• Task description
Reproduce every line of the data below, from its start through the line containing "[[91, 232], [468, 301], [71, 292], [366, 311]]", inclusive. Keep the wording unchanged, but scale each x and y point coordinate by 2.4 and round it to a whole number, rounding halves up. Leave the pictures out.

· · · · ·

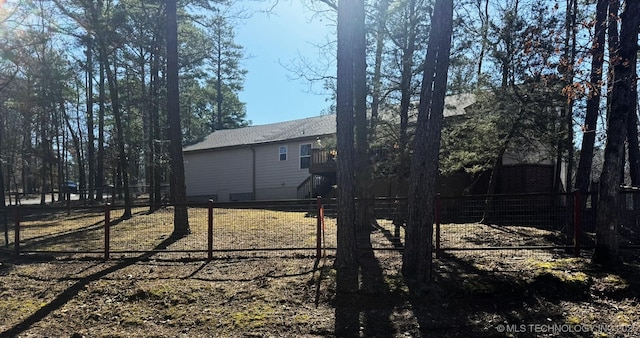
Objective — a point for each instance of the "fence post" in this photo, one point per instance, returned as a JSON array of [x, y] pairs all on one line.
[[577, 219], [16, 232], [210, 231], [438, 207], [107, 230], [6, 228], [319, 228]]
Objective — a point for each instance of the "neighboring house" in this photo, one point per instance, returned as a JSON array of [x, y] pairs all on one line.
[[263, 162], [292, 159]]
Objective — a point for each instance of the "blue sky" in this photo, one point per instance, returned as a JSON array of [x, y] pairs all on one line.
[[272, 41]]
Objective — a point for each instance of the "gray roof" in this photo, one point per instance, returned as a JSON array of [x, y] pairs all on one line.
[[305, 128], [267, 133]]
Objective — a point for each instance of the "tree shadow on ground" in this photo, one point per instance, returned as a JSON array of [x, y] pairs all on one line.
[[91, 232], [468, 301], [71, 292], [366, 311]]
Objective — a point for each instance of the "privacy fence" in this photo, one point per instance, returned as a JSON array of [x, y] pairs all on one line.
[[530, 222]]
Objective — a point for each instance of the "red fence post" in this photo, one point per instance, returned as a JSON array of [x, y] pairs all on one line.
[[438, 207], [577, 219], [16, 232], [319, 228], [107, 229], [210, 231]]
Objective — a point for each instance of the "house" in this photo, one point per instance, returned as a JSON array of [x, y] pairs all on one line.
[[265, 162], [294, 159]]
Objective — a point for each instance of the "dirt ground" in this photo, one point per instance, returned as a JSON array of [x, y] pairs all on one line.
[[489, 296], [504, 293]]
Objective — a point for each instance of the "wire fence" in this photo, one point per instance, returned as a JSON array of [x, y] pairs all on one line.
[[526, 223]]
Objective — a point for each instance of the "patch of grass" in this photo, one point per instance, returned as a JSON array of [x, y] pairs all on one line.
[[252, 317], [13, 307]]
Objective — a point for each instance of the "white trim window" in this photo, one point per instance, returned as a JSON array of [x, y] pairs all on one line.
[[305, 156]]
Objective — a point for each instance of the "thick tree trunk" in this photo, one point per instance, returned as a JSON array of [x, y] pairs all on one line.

· · · · ·

• Finished task
Objective — a point for each instance of the "fence post" in this photo, one point per instance, returned as a JSON array of [x, y] pairs all on one line.
[[1385, 526], [38, 557], [504, 554], [1051, 497], [257, 552], [14, 547], [766, 547]]
Objective — a point for each instance of the "neighboring house" in this photo, one point per instance, returned as a JSON array of [x, y] pairs all on one line.
[[631, 389], [701, 382]]
Objective — a point for each instance of the "blue sky" in this photo, one point per instance, returned as a JSON array of [x, y] pairs all on one line.
[[653, 98]]
Objective — a point for each instance of the "gray roof" in this photo, one point per instance, returned as a JSON array of [x, y] pairs all on one line.
[[732, 307], [641, 319]]
Objective — a point for each instance of the "tree shadow on ground" in this photo, one point per instance, returned as a JSON array of [x, y] pairs all on one line.
[[218, 557], [1123, 722], [170, 701], [878, 746]]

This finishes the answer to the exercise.